• GOAL A: In the records, retype every line from the one that contains "Compliance review: the gold" up to and including the one that contains "188;418;247;443".

• PASSAGE PROVIDED:
BASICTrans_Error.
Tony van der Hoff
tony at mk-net.demon.co.uk
Wed Nov 6 13:52:51 GMT 2002
On 4 Nov 2002, in message <200211042217.gA4MHIj27507 at blake.inputplus.co.uk>,
Ralph Corderoy <ralph at inputplus.co.uk> wrote:
>
> Hi,
>
> > I might be way off here, as I've currently no documentation to work from,
> > just experimentation, but it seems that OSLib's definition of
> > BASICTrans_Error thinks R1 is a reference to an OS_Error.
> >
> > SWI BASICTrans_Error = (NUMBER 0x42C81 "Copy translated error string
> > to
> > buffer",
> > ENTRY (R0 = .Int: error_no,
> > R1 = .Ref OS_Error: error_buffer),
> > EXIT (R0?, R1?, R2?, R3?));
> >
> > BASICTrans seems to actually place a \0-terminated string at R1. Can
> > someone confirm OSLib's definition seems wrong?

• RAW DATA:
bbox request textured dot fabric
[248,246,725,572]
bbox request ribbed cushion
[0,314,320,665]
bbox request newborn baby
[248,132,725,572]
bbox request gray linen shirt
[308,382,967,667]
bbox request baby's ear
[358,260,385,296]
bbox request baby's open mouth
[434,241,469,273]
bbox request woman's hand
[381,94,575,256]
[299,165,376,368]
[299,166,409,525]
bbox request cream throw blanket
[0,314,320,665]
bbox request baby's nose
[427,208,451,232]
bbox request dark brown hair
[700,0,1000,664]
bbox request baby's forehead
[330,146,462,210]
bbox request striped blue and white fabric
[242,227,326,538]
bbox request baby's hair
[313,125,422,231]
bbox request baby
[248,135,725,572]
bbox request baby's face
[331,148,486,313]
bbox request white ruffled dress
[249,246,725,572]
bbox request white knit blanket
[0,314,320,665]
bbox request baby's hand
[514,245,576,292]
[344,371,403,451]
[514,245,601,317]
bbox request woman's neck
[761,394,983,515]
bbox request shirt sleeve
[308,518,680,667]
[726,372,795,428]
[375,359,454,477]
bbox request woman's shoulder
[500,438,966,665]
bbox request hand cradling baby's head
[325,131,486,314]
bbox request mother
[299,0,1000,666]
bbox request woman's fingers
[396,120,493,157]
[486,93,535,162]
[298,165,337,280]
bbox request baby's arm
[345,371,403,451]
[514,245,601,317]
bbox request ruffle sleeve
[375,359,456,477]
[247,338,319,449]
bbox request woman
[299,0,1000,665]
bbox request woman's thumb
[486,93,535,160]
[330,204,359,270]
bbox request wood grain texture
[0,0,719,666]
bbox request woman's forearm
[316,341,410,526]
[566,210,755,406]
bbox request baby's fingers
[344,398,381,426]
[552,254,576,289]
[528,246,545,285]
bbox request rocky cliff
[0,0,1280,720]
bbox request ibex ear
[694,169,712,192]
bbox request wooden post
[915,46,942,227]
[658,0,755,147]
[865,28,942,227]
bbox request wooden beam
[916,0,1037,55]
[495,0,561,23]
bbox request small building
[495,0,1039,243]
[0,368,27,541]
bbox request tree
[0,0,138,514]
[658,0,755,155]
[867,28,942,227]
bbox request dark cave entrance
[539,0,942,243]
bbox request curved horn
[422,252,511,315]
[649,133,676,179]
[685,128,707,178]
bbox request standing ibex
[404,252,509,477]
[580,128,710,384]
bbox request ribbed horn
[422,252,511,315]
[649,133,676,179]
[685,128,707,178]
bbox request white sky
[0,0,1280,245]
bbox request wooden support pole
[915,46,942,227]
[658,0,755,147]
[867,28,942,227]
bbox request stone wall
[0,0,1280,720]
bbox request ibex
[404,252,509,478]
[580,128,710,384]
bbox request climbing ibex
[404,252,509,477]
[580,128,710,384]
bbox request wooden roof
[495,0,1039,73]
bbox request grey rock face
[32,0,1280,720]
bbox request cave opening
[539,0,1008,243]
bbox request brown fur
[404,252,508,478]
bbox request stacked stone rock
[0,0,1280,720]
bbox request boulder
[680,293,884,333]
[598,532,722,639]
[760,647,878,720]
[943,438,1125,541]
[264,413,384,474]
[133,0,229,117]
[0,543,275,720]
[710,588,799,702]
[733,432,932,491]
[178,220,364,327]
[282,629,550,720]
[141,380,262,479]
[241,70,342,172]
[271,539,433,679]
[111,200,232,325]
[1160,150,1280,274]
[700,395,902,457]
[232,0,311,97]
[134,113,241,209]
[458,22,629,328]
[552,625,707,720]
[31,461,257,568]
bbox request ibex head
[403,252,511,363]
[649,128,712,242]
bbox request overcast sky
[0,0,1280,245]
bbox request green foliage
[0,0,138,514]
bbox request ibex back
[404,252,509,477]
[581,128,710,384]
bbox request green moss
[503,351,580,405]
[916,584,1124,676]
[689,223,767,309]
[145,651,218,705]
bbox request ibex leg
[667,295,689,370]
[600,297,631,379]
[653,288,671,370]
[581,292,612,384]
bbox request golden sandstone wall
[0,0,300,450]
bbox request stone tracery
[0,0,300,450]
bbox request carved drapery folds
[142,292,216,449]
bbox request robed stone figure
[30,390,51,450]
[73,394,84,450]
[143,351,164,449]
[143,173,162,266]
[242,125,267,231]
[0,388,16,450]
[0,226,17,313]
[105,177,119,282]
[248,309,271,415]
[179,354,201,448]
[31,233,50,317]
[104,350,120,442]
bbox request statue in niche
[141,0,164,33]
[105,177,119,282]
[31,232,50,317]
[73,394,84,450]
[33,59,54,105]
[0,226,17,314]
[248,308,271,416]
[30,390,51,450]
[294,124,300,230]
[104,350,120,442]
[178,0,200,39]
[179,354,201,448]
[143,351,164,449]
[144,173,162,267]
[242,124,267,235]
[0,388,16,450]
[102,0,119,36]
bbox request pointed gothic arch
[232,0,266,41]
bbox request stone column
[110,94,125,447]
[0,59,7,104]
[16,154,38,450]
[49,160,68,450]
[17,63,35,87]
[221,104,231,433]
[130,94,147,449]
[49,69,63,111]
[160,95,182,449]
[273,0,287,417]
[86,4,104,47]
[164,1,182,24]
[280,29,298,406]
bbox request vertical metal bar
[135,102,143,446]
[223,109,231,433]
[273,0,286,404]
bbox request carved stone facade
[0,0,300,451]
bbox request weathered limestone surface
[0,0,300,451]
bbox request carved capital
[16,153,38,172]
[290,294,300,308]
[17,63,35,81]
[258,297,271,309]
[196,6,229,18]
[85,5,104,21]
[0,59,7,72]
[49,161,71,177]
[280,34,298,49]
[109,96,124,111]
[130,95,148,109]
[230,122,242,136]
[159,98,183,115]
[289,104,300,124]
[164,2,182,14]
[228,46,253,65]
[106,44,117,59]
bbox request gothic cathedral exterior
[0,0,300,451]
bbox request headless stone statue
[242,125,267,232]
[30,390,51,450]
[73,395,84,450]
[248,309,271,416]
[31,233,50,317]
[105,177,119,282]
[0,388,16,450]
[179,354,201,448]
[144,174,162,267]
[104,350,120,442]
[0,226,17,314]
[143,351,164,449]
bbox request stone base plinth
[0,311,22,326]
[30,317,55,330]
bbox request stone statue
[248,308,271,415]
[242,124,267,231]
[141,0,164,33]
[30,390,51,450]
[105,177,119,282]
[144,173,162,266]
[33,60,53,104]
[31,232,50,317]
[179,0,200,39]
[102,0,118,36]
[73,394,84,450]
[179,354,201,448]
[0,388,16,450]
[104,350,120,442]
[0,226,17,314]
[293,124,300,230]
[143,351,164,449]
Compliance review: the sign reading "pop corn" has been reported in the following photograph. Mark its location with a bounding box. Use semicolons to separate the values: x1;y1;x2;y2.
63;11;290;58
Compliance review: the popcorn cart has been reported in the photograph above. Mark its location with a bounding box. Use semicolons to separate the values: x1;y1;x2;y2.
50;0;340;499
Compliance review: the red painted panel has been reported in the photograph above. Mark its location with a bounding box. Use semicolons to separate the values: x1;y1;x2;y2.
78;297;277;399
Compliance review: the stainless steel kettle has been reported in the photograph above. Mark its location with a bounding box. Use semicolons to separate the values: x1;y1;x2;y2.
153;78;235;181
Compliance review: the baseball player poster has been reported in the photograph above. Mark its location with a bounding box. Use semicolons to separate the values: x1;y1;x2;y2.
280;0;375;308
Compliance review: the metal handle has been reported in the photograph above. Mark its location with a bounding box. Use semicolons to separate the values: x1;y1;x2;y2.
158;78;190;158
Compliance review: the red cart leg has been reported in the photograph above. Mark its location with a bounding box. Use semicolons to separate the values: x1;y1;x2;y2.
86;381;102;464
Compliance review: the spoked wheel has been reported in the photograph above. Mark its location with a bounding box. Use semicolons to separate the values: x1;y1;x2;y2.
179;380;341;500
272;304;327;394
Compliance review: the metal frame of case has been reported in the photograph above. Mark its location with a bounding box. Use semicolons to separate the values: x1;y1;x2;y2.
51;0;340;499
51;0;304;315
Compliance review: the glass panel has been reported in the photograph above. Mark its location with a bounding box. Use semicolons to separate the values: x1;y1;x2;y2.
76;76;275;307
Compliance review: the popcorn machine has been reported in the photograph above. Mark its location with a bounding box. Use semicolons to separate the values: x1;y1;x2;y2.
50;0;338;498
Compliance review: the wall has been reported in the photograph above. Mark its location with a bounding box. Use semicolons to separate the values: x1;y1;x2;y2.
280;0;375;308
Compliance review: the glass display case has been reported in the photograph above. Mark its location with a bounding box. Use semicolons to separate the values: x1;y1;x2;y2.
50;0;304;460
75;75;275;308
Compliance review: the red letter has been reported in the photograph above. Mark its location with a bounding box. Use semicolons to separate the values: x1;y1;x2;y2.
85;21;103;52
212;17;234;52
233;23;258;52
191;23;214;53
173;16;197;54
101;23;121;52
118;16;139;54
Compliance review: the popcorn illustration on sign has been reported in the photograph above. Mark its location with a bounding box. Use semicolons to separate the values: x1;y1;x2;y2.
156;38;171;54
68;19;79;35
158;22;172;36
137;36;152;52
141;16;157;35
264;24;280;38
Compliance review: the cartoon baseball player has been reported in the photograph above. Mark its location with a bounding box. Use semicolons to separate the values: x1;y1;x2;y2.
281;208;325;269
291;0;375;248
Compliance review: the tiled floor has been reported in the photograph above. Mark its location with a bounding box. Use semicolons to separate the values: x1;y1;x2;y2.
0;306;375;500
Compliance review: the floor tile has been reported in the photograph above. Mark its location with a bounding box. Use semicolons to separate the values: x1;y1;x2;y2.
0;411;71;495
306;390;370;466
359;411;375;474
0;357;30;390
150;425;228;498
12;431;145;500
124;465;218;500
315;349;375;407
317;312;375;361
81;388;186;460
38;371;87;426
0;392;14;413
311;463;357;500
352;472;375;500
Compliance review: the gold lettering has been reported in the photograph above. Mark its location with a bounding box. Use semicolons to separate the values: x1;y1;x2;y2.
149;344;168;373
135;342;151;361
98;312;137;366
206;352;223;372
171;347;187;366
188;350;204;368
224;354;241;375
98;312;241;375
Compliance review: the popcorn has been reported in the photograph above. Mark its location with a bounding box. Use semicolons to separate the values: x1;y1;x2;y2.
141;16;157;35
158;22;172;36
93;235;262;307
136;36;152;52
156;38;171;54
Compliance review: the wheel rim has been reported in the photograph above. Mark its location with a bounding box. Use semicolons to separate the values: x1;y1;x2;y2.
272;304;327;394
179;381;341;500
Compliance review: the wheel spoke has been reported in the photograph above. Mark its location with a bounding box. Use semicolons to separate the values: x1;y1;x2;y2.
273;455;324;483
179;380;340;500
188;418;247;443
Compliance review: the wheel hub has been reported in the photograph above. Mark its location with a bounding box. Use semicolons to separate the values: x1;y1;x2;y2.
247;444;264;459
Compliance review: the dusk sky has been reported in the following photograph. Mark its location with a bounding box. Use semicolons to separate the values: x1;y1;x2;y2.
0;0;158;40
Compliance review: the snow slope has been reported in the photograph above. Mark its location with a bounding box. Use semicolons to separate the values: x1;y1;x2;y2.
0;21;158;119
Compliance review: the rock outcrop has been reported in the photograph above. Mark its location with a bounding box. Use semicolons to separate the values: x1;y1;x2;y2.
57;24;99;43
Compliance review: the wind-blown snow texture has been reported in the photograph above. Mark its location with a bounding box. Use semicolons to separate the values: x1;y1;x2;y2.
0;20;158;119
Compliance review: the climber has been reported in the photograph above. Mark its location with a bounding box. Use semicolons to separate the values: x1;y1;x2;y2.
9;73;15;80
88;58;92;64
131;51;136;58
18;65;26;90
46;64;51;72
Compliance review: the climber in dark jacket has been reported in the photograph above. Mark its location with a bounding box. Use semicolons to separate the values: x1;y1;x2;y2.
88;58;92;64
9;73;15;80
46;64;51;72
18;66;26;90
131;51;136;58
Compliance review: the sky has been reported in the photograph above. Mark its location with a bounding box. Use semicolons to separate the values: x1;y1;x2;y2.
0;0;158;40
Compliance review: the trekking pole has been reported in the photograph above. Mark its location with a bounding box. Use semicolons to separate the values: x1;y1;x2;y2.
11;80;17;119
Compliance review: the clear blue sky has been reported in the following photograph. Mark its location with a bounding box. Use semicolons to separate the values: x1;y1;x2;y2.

• GOAL B:
Answer these questions on the message about BASICTrans_Error:
(i) On what date did Ralph Corderoy write the quoted message?
(ii) What number does the quoted SWI definition give?
(iii) According to the quoted message, what does BASICTrans actually place at R1?

• WRITTEN SOLUTION A:
Compliance review: the gold lettering has been reported in the photograph above. Mark its location with a bounding box. Use semicolons to separate the values: x1;y1;x2;y2.
149;344;168;373
135;342;151;361
98;312;137;366
206;352;223;372
171;347;187;366
188;350;204;368
224;354;241;375
98;312;241;375
Compliance review: the popcorn has been reported in the photograph above. Mark its location with a bounding box. Use semicolons to separate the values: x1;y1;x2;y2.
141;16;157;35
158;22;172;36
93;235;262;307
136;36;152;52
156;38;171;54
Compliance review: the wheel rim has been reported in the photograph above. Mark its location with a bounding box. Use semicolons to separate the values: x1;y1;x2;y2.
272;304;327;394
179;381;341;500
Compliance review: the wheel spoke has been reported in the photograph above. Mark its location with a bounding box. Use semicolons to separate the values: x1;y1;x2;y2.
273;455;324;483
179;380;340;500
188;418;247;443

• WRITTEN SOLUTION B:
(i) 4 Nov 2002
(ii) 0x42C81
(iii) A \0-terminated string